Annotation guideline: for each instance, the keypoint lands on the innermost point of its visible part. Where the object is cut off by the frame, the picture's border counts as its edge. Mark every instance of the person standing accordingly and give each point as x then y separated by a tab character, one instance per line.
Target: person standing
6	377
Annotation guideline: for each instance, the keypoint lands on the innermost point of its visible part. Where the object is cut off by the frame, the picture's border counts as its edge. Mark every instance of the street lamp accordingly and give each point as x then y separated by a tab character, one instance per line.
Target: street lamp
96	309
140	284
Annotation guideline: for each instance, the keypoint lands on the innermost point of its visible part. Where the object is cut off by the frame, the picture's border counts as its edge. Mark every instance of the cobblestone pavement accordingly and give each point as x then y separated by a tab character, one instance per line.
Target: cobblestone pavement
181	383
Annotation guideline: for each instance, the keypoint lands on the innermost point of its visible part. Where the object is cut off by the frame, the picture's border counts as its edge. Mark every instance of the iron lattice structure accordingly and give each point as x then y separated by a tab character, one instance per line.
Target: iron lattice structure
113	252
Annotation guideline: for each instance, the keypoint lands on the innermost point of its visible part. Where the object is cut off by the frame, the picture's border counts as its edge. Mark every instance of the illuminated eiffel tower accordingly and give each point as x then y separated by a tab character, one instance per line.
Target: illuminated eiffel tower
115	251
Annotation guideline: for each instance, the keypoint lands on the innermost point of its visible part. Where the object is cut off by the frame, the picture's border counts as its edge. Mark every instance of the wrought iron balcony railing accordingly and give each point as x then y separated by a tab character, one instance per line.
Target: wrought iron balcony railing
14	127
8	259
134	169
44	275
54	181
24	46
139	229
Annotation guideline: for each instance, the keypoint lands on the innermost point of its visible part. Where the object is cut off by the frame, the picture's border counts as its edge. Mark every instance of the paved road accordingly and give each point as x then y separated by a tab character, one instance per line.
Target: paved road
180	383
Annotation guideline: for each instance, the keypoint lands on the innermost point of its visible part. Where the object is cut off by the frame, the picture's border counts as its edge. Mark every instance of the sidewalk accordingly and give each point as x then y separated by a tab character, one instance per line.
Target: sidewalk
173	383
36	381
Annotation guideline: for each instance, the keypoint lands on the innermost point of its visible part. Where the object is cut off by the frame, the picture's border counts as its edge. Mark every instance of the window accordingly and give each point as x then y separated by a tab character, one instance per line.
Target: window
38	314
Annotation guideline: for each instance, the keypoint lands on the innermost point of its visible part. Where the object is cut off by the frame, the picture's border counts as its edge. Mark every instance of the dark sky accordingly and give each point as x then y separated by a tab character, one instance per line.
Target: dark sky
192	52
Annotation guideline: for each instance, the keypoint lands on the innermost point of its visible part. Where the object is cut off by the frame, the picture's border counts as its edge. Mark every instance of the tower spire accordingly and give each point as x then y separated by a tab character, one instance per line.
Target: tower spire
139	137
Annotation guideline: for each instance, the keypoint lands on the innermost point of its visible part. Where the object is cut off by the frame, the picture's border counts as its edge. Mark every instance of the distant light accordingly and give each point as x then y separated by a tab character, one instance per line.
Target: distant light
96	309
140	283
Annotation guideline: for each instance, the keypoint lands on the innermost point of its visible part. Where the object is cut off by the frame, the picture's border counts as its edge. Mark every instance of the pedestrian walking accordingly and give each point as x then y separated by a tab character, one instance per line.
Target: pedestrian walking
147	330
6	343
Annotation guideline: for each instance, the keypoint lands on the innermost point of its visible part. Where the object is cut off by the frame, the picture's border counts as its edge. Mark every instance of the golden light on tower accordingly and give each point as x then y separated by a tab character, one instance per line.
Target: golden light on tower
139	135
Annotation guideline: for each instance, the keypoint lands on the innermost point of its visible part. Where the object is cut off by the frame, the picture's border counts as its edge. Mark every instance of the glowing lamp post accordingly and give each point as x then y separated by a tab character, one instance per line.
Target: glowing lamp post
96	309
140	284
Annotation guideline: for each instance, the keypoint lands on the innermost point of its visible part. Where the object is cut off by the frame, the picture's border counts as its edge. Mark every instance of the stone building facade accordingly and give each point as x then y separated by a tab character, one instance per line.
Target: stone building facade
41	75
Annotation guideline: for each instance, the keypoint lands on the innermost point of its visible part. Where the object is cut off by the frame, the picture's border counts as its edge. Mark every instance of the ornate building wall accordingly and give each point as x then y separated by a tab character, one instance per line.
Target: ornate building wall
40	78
# # # # # # #
Rewrite the records above as a numbered list, starting at the line that contains "of the glowing" and ending at the final line of the records. Leave out any blank lines.

1. Annotation guideline: for each instance, the keypoint lands on the innermost point of its visible part. Where the object is cut off by the frame, the picture's border counts as its edge. Mark every instance of the glowing lamp post accordingly and give each point as x then y separated by a tab character, one instance per line.
2. Target: glowing lamp post
3. 96	309
4. 140	284
5. Annotation guideline: for each instance, the keypoint lands on the innermost point of its visible part. Where the object is cut off by the frame, the picture's border counts as its edge. Mark every instance of the stone building facade accordingly and give each point as x then y separated by a tab character, one instance per line.
6. Target: stone building facade
7. 41	75
8. Annotation guideline: for each instance, the keypoint lands on the innermost point of its visible part. Where the object is cut off by the frame, the picture's border counts as its edge. Mark every instance of the ornate building wall accordingly and give each point as x then y separated by a tab character, one instance per line.
9. Target: ornate building wall
10. 40	78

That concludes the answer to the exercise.